=== Supplied material ===

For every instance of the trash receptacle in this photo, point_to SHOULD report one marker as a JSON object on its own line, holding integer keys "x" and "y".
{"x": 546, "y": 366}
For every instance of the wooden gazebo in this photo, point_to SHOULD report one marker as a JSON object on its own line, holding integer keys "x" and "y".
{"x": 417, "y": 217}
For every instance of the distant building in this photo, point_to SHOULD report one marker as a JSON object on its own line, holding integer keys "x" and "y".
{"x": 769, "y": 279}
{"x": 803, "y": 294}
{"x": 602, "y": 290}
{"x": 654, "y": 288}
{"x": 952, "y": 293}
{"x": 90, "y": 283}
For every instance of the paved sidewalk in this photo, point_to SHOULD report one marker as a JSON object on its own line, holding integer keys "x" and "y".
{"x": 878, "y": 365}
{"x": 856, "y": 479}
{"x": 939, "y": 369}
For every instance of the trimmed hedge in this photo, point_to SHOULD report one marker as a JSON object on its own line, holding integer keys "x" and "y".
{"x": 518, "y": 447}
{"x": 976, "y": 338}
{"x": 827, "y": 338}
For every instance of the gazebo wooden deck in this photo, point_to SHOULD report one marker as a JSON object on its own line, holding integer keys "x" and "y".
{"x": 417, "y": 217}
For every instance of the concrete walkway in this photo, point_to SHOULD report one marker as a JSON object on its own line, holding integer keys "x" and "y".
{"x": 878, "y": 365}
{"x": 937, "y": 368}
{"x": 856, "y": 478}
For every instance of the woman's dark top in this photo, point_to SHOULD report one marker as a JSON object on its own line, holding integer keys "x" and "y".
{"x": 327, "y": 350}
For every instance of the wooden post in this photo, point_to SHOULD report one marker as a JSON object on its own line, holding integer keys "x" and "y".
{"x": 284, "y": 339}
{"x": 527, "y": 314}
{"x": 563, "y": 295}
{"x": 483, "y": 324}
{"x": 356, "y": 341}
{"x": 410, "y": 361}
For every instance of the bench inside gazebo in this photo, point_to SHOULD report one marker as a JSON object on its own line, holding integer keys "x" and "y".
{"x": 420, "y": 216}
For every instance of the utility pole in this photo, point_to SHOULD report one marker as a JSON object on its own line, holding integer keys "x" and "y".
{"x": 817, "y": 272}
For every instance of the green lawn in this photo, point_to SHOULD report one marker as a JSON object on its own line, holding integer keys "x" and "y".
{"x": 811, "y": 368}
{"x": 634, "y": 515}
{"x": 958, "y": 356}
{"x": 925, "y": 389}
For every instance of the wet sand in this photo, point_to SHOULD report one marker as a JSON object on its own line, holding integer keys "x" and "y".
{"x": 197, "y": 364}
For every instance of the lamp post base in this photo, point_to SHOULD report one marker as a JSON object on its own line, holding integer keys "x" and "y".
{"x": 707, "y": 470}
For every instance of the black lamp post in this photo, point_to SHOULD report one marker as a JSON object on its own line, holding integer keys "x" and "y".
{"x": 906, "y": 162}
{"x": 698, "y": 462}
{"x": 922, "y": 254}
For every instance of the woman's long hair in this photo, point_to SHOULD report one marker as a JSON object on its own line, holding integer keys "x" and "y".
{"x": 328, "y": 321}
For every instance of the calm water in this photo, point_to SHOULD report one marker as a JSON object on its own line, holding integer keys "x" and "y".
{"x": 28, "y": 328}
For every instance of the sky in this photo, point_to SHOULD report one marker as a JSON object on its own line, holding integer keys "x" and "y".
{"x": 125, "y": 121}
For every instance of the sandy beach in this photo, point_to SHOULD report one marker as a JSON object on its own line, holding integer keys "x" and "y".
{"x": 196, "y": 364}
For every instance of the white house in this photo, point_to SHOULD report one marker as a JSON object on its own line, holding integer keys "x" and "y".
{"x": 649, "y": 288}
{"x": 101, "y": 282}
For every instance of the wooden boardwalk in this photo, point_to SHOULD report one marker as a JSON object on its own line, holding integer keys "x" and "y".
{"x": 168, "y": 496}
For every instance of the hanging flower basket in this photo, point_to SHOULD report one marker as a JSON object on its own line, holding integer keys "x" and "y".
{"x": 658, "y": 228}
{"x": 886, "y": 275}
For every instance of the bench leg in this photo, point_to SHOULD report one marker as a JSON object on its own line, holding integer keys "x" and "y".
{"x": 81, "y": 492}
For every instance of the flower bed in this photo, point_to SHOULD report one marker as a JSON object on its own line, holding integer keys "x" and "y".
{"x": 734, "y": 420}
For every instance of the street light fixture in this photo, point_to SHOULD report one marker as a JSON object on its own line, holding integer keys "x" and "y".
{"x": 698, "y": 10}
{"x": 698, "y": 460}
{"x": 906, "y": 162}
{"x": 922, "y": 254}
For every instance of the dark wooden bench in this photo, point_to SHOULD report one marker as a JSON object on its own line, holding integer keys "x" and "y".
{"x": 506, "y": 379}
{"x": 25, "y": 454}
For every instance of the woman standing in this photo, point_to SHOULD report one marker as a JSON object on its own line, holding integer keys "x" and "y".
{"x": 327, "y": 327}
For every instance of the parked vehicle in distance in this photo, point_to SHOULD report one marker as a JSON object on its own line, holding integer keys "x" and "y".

=== Exercise ===
Give back all of the records exactly as they were provided above.

=== Task result ===
For every instance of the trash receptacle in this photo, point_to SHOULD report one marker as a JSON object on its own line, holding integer keys "x" and "y".
{"x": 546, "y": 366}
For every instance of the wooden gazebo in this photo, point_to SHOULD report one marker as a JSON object on its own line, holding integer keys "x" and "y".
{"x": 417, "y": 217}
For every instance of the distant building in this photo, point_to SHOULD report one marker as a JSON object on its own line, holding integer keys "x" and "y".
{"x": 769, "y": 279}
{"x": 803, "y": 294}
{"x": 602, "y": 290}
{"x": 654, "y": 288}
{"x": 952, "y": 293}
{"x": 90, "y": 283}
For every instance of the paved sidewalk in this photo, point_to SHOULD report one marker as a JSON object on its own line, holding integer keys "x" and "y".
{"x": 878, "y": 365}
{"x": 856, "y": 479}
{"x": 939, "y": 369}
For every instance of the trimmed hedge in this photo, point_to SHOULD report one marker as a JSON object on its own line, holding integer keys "x" and "y".
{"x": 518, "y": 447}
{"x": 976, "y": 338}
{"x": 827, "y": 338}
For every instance of the gazebo wooden deck in this photo, point_to SHOULD report one marker as a JSON object on its own line, holding integer keys "x" and "y".
{"x": 417, "y": 217}
For every instance of the concrete walkway in this photo, point_to SHOULD report one marker as a JSON object on its own line, holding integer keys "x" and "y".
{"x": 878, "y": 365}
{"x": 937, "y": 368}
{"x": 856, "y": 478}
For every instance of the woman's dark top in this photo, point_to SHOULD report one marker as a JSON object on its own line, holding integer keys "x" and "y".
{"x": 327, "y": 350}
For every instance of the wooden post in this photo, point_to SHOULD report one marker as a JSON object on its own line, holding integer keys "x" and "y".
{"x": 284, "y": 339}
{"x": 527, "y": 314}
{"x": 563, "y": 295}
{"x": 483, "y": 324}
{"x": 356, "y": 341}
{"x": 410, "y": 361}
For every instance of the bench inside gazebo in this photo, point_to SHOULD report one marker as a JSON object on its own line, holding integer keys "x" and "y".
{"x": 420, "y": 216}
For every instance of the utility pole in this photo, point_to SHOULD report one marker as a JSON object on its own line, holding integer keys "x" and "y".
{"x": 817, "y": 272}
For every instance of the green lawn in this photo, point_to SHOULD report one marker as a JSON object on its own line, holding integer keys "x" and "y".
{"x": 811, "y": 368}
{"x": 634, "y": 515}
{"x": 958, "y": 356}
{"x": 925, "y": 389}
For every instance of the wet sand in this photo, point_to SHOULD report one marker as a JSON object on its own line, holding integer keys "x" and "y".
{"x": 197, "y": 364}
For every instance of the lamp post base in this photo, point_to SHOULD report one marker as a JSON object on its own line, holding integer keys "x" and "y".
{"x": 707, "y": 470}
For every instance of the black lamp post in this photo, point_to SHOULD report one marker as a JSON object on its own line, holding integer keys "x" and "y".
{"x": 906, "y": 162}
{"x": 698, "y": 462}
{"x": 922, "y": 254}
For every instance of the woman's long hair in this photo, point_to SHOULD report one marker as a JSON object on its own line, holding integer keys "x" and "y".
{"x": 328, "y": 321}
For every instance of the calm water in this photo, point_to SHOULD report one marker as a JSON object on its own line, holding integer keys "x" and "y".
{"x": 28, "y": 328}
For every instance of the sky in this photo, point_to SHOULD report one marker as a JSON object on its own line, holding integer keys "x" and "y".
{"x": 125, "y": 121}
For every instance of the sandy beach in this photo, point_to SHOULD report one marker as a JSON object on its own line, holding integer keys "x" and "y".
{"x": 196, "y": 364}
For every instance of the white house in this photo, point_to SHOULD report one marker as a JSON object on its own line, holding integer keys "x" and "y".
{"x": 649, "y": 288}
{"x": 101, "y": 282}
For every instance of the wooden boardwalk in this photo, point_to SHOULD report one marker as a JSON object on its own line, holding integer keys "x" and "y".
{"x": 168, "y": 496}
For every instance of the hanging flower basket in this photo, point_to SHOULD report one marker as a JSON object on its own line, holding integer keys "x" and "y".
{"x": 658, "y": 228}
{"x": 886, "y": 275}
For every instance of the bench leg in this photo, point_to SHOULD report one marker as a JSON object on its own line, holding integer keys "x" and "y".
{"x": 81, "y": 492}
For every instance of the flower bed in this photo, point_to SHOULD report one marker as a JSON object on its own line, holding integer keys "x" and "y".
{"x": 734, "y": 420}
For every instance of the street light fixture in this photo, point_to SHOULD report one marker as a JSON object on its own line, holding integer keys "x" and "y".
{"x": 698, "y": 10}
{"x": 698, "y": 460}
{"x": 906, "y": 162}
{"x": 922, "y": 254}
For every instance of the dark wooden bench in this photo, point_to SHOULD report one marker as a JSON object on its own line, holding integer keys "x" and "y".
{"x": 506, "y": 379}
{"x": 25, "y": 454}
For every instance of the woman standing in this photo, point_to SHOULD report one marker as a JSON object on its own line, holding integer keys "x" and "y".
{"x": 327, "y": 327}
For every instance of the parked vehicle in distance in this photo, point_to SHOULD report one marker as a JSON object on its own line, holding integer keys "x" and "y".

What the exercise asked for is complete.